Extract START
Saturday, April 28, 2012

28 April 2012 Tennessee legislators and the American Taliban




          I experienced the Civil Rights movement of the 1950-60s.   While I was still in junior high and high school, I possessed enough awareness of what was morally right and wrong that it was readily apparent when civic and religious leaders were on the wrong side of right. 
          I’ve seen the governor of Mississippi stand in the door of a university to block access for a black student who had been admitted to study there.  I’ve seen nightly news broadcasts, which showed fire hoses and police dogs, used to force demonstrators from the streets of Birmingham Alabama.   I’ve seen the National Guard deployed to protect black students who were trying to attend a previously segregated high school in Little Rock Arkansas.
          Later, I lived in an Arkansas city that avoided desegregation by creating a “Christian Academy” open only to white students whose families could afford the tuition.  Black students were allowed to enroll in the formerly all-white hospital but the city schools stopped their bus service so that transportation became a problem for black students who lived in a remote and segregated section of town.  Black airmen at the Air Force base outside the town were unable to find housing in town. 
          I lived in a town in S.W. Missouri that had no black citizens.   When a black Post Mistress was appointed, she had to find housing in a Kansas town 20 miles away.
Extract END
§ **Activities**
(a) Please answer these questions about the blog post on the civil rights years:
(i) What did the governor of Mississippi block by standing in a university door?
(ii) What did the Arkansas city create to avoid desegregation, and who could attend it?
(iii) Where did the black Post Mistress appointed in the S.W. Missouri town have to find housing?
(b) Pick up the blog post on the civil rights years from its final sentence and write the next paragraph in the same first-person voice.
The records have no connection to the text.
Given records START
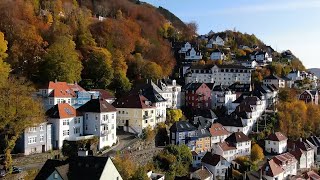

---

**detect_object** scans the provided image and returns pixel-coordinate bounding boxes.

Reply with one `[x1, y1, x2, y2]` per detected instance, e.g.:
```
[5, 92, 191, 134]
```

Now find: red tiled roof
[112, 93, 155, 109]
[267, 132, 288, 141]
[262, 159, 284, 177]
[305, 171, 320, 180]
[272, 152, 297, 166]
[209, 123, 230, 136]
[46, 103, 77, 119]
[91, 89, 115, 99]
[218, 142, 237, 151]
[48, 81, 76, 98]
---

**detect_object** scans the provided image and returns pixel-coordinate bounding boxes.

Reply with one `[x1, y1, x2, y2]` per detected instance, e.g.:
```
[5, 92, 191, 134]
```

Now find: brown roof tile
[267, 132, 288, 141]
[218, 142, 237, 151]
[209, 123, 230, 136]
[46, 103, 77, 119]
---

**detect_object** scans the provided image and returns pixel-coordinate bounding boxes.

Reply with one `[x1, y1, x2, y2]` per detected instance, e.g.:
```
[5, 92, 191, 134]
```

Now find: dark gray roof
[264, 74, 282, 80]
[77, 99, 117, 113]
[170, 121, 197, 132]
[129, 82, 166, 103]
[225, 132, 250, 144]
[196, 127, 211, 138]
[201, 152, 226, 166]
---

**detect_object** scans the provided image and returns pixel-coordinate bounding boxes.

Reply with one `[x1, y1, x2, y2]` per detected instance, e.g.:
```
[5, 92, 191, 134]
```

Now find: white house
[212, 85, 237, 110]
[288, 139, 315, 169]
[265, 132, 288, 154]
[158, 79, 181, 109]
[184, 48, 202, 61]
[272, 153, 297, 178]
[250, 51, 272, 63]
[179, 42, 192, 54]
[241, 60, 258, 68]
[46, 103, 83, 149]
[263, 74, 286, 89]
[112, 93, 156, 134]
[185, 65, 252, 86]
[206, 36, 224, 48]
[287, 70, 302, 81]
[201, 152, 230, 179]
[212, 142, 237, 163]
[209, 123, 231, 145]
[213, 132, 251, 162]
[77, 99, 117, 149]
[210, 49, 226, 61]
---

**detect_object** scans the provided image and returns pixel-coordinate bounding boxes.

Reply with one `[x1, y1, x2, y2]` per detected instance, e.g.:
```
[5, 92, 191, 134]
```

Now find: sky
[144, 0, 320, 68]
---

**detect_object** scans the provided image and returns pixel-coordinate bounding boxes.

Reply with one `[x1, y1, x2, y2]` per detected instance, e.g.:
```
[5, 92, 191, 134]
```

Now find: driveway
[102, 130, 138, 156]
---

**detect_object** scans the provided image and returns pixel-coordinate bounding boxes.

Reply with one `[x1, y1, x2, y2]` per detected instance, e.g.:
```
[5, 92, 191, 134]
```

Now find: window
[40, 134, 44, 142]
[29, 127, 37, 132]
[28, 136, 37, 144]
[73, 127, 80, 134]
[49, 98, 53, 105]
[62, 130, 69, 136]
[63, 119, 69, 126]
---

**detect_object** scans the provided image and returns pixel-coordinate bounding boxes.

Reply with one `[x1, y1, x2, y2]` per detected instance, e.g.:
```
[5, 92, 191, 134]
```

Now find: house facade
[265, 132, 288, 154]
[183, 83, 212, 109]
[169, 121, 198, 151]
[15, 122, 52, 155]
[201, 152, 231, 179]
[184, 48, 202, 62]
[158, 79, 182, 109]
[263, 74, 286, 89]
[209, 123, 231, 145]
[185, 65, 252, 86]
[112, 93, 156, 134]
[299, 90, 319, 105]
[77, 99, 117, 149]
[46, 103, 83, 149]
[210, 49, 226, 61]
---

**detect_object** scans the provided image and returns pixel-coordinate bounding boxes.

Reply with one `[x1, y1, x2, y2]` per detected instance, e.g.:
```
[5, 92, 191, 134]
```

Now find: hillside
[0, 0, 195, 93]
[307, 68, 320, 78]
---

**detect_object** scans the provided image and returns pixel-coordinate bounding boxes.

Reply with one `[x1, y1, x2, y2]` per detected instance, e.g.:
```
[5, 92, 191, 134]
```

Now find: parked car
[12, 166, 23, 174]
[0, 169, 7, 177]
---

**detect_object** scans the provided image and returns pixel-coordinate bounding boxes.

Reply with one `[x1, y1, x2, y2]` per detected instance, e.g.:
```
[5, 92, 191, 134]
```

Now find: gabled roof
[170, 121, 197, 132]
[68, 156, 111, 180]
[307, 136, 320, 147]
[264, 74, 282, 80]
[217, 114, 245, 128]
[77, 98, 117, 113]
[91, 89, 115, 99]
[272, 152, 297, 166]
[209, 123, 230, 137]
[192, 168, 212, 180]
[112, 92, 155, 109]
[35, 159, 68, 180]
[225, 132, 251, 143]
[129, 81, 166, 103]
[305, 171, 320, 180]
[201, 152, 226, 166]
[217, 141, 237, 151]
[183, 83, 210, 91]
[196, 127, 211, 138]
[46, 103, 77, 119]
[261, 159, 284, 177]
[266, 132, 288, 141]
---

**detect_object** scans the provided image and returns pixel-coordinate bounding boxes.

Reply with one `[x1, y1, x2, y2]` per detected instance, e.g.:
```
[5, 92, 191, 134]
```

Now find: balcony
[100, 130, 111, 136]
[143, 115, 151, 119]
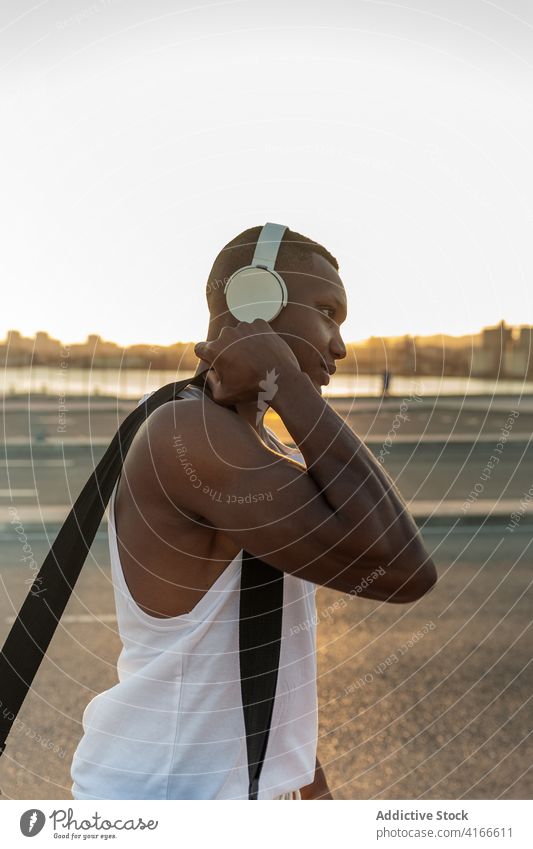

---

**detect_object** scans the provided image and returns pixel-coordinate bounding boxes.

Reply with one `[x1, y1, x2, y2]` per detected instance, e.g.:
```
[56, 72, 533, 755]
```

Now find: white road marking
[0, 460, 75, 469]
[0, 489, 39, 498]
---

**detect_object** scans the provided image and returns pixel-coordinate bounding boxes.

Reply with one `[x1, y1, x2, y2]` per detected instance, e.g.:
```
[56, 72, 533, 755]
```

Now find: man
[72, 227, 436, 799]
Given records END
Given records START
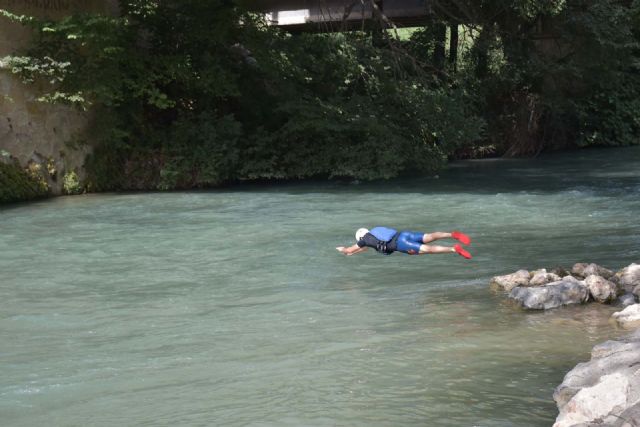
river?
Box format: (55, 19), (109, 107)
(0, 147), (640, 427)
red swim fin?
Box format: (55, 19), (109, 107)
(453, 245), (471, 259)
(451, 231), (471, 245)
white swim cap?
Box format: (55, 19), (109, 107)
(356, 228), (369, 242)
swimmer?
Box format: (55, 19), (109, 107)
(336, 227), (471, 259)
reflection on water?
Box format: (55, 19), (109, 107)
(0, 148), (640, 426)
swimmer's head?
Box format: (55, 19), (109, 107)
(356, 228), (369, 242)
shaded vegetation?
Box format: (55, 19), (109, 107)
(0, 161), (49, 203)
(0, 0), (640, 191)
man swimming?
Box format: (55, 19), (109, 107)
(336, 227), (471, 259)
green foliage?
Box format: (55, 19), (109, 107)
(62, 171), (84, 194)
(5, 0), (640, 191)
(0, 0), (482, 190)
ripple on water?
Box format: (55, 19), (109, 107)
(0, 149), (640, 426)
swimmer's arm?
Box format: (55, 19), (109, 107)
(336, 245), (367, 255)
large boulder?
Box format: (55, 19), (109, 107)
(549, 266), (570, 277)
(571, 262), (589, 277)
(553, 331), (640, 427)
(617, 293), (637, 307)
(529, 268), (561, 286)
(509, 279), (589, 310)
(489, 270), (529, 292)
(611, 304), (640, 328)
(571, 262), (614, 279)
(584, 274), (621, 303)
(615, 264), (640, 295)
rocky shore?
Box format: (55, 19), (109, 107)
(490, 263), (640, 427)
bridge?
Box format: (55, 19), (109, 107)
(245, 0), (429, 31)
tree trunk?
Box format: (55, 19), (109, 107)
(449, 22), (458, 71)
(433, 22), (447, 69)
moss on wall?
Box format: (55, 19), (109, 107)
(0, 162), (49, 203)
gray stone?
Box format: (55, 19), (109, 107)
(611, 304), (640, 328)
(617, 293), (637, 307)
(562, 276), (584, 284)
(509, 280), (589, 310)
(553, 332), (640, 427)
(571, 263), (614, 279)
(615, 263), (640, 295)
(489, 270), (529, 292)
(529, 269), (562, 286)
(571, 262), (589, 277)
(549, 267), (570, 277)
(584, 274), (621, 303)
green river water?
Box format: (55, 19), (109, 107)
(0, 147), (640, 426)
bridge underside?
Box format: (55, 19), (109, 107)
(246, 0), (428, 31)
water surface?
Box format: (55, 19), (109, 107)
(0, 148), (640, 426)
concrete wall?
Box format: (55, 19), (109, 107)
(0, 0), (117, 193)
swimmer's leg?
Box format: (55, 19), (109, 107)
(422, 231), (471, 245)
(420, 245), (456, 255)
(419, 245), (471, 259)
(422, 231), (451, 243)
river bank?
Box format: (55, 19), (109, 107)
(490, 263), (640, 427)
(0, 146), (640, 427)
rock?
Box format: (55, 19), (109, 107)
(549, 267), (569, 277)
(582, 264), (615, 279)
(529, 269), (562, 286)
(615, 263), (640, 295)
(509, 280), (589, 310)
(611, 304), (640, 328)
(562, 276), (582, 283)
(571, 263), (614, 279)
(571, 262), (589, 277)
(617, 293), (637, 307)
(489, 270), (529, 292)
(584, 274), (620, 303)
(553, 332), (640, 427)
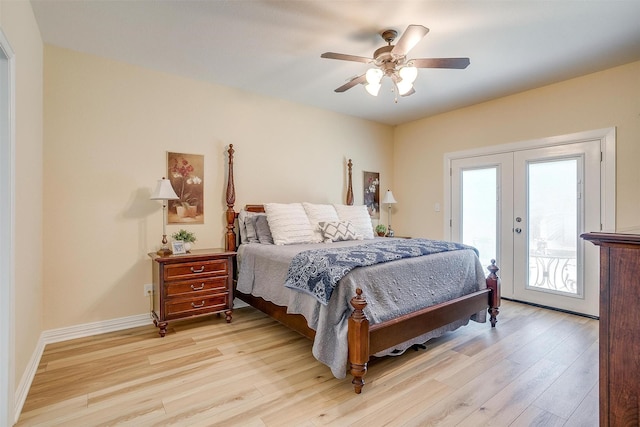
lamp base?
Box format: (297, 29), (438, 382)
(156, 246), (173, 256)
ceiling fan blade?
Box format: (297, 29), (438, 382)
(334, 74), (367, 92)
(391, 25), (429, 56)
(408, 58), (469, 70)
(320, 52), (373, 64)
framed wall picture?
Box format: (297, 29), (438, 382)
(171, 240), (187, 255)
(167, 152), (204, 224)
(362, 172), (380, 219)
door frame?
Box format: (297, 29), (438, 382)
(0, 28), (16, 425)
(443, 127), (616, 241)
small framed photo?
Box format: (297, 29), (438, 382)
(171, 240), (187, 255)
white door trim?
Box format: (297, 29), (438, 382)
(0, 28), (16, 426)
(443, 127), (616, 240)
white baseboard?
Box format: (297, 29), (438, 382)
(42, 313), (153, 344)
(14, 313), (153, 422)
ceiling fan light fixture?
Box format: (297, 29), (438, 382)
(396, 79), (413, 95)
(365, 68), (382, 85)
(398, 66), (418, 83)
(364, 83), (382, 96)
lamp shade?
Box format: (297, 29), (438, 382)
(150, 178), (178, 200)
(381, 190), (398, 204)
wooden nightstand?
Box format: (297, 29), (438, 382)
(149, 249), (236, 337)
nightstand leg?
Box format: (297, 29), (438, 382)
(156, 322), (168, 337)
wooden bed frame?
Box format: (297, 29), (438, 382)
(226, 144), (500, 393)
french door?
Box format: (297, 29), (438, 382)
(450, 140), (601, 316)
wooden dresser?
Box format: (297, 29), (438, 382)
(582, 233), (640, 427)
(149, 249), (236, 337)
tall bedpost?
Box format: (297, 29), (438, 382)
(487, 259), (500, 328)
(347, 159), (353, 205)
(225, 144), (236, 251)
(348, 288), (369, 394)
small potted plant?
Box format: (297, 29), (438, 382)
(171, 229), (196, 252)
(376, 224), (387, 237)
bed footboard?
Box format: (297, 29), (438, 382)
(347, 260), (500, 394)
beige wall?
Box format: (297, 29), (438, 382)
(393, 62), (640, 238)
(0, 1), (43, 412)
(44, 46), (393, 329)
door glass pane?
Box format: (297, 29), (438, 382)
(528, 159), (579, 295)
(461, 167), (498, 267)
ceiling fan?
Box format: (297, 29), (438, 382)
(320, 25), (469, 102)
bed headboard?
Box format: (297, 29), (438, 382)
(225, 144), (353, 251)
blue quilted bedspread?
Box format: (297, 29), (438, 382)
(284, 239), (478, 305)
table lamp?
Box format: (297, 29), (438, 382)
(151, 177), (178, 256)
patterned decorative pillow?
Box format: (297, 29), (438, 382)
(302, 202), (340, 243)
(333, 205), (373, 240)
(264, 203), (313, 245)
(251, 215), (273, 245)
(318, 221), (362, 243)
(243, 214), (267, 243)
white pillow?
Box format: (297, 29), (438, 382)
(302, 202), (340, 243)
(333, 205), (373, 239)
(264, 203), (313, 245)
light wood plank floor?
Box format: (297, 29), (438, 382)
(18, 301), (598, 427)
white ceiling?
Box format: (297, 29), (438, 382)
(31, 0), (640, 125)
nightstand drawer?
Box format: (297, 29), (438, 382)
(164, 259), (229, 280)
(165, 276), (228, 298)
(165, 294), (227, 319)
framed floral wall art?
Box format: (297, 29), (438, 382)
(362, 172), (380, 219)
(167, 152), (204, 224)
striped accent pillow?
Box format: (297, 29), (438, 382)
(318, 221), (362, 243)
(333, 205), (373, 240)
Given records END
Given records START
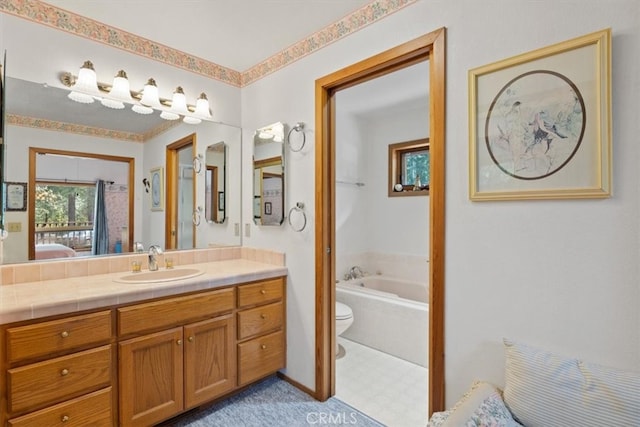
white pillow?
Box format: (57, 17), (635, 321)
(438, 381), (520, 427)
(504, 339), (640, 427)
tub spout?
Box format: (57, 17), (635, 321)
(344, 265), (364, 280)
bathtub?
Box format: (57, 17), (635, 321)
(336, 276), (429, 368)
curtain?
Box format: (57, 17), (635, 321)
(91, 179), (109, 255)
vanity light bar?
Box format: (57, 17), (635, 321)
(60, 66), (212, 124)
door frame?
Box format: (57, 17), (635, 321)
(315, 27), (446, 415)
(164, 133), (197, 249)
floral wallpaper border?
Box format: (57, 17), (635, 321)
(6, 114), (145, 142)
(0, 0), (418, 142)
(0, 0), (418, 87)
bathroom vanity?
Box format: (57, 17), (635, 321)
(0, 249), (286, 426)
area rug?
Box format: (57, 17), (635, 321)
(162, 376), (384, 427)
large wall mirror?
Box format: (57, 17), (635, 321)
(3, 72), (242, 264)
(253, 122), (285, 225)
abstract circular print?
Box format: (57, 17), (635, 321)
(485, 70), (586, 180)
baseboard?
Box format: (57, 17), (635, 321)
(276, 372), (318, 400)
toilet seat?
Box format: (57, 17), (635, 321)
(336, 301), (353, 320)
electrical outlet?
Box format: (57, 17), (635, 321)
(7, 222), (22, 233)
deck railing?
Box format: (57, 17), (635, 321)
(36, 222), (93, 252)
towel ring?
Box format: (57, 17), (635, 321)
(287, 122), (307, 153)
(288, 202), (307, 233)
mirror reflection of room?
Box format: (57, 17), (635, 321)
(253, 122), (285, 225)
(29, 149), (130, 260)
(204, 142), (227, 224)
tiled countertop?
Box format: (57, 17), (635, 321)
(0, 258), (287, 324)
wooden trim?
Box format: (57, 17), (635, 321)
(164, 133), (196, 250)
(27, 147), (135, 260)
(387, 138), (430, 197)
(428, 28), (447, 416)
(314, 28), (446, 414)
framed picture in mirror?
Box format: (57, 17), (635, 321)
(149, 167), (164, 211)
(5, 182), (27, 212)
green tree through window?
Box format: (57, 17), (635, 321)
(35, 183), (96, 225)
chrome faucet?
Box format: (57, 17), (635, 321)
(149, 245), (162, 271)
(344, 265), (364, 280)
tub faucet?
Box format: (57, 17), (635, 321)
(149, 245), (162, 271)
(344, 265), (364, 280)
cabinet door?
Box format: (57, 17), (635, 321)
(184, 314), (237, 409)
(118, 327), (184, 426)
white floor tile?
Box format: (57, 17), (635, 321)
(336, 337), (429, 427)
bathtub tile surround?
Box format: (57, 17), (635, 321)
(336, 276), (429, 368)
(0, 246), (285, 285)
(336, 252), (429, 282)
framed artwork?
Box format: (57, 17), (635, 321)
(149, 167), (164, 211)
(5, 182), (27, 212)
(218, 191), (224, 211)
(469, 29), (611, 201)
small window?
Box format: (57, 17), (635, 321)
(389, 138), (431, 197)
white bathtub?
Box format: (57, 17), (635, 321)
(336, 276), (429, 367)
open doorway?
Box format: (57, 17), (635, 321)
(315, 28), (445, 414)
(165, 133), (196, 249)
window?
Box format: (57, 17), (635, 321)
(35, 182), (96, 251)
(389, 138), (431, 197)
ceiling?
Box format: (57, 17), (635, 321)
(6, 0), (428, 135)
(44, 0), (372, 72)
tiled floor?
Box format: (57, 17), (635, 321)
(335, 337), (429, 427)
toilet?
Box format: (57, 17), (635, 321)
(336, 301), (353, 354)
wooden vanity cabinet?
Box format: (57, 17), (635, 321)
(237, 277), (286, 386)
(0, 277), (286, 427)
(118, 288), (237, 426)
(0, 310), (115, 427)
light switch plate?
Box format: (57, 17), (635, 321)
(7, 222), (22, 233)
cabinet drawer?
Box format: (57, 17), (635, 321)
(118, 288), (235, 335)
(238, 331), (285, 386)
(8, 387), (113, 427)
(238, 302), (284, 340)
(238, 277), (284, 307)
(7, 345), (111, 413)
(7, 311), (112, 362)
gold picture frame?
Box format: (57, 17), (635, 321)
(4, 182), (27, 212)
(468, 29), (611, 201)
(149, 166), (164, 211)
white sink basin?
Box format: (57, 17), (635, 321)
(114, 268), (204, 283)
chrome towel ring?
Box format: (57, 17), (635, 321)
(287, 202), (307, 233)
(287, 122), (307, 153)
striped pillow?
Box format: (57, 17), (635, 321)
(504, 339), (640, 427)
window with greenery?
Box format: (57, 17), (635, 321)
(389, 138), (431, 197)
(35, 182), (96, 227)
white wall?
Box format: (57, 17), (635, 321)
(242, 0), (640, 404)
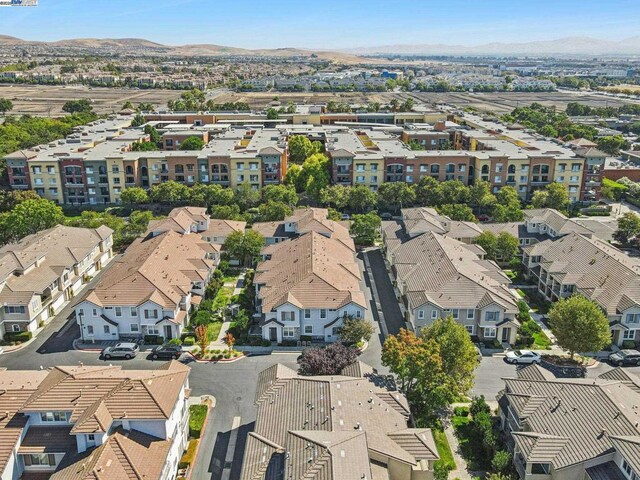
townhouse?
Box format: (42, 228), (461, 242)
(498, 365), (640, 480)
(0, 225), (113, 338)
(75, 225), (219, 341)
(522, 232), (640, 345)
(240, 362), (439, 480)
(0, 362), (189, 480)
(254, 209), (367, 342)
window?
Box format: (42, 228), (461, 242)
Given records END
§ **Answers for the tasks**
(a)
(i) Access for a black student who had been admitted to study there.
(ii) A "Christian Academy," open only to white students whose families could afford the tuition.
(iii) In a Kansas town 20 miles away.

(b)
          It has not been all that long that racial equality became a legally mandated set of laws and actions.  We still operate with one of two major political parties that is apoplectic that a black male is now POTUS.  The major protestant church in the nation was founded to maintain slavery as an economic system. 
          The current spate of hate-filled legislation coming out of Nashville is treating women as if they were now property rather than citizens.  The apparent goal is to return Tennessee to the pre-Civil War pattern of religious and civil laws and traditions that will cause it to be little more that an enclave of third world culture along with the other “red States.” 
          The time to stop this backward slide is now.  We all know better.  We all must work to force Tennessee into the 21st century.  There is a better choice for us.  Park Overall is standing for U.S. Senator.  If we can elect her and others like her, we can prevent s 2nd Scope Trial.